▶ **Excerpted records**
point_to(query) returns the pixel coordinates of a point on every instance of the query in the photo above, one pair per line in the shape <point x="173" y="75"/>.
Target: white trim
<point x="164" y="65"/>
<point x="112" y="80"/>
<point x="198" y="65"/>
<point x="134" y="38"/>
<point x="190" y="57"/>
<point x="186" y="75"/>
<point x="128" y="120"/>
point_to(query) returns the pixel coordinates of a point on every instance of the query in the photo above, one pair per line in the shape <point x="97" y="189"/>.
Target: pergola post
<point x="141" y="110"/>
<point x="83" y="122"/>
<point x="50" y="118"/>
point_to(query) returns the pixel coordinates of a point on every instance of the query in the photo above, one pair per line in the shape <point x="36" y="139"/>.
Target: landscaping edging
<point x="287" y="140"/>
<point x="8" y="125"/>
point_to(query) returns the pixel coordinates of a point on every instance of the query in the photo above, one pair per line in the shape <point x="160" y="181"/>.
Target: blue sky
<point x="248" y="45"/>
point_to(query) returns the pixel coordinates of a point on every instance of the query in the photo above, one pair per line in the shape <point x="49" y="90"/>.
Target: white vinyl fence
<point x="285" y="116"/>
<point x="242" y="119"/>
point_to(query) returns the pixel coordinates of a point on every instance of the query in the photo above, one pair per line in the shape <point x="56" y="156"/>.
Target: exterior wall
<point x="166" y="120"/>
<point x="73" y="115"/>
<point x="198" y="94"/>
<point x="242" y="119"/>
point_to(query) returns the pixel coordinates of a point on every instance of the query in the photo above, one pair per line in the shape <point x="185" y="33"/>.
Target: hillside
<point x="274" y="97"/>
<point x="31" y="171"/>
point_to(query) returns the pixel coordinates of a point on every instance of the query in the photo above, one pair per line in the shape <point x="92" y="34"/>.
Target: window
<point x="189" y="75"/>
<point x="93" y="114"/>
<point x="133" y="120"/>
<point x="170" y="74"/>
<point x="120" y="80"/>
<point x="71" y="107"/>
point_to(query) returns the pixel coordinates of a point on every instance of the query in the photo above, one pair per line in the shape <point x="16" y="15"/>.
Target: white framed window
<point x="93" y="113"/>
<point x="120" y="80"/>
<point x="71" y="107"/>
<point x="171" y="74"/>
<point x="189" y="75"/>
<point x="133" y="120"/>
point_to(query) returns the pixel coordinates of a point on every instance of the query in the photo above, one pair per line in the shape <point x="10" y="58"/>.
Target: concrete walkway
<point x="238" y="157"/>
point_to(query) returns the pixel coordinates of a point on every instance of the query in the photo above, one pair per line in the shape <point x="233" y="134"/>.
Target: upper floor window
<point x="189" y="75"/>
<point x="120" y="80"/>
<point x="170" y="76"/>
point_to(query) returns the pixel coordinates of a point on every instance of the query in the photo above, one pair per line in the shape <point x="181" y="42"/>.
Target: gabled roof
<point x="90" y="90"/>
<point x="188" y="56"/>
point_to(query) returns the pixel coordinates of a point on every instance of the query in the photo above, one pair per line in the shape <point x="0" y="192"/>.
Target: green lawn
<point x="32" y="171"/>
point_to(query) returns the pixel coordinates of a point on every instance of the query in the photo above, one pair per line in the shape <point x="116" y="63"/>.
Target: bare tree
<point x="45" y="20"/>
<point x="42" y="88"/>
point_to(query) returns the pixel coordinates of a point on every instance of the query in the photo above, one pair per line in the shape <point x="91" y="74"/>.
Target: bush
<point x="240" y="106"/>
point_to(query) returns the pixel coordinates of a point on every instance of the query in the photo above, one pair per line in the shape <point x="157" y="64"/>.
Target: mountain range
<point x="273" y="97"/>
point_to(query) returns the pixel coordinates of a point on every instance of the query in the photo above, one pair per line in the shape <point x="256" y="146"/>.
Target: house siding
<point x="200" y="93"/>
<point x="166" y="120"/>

▶ **Exercise requirements**
Show every line of the data above that contains the word "window", treating case as significant.

▶ **Exercise result**
Target: window
Target: white framed window
Target: upper floor window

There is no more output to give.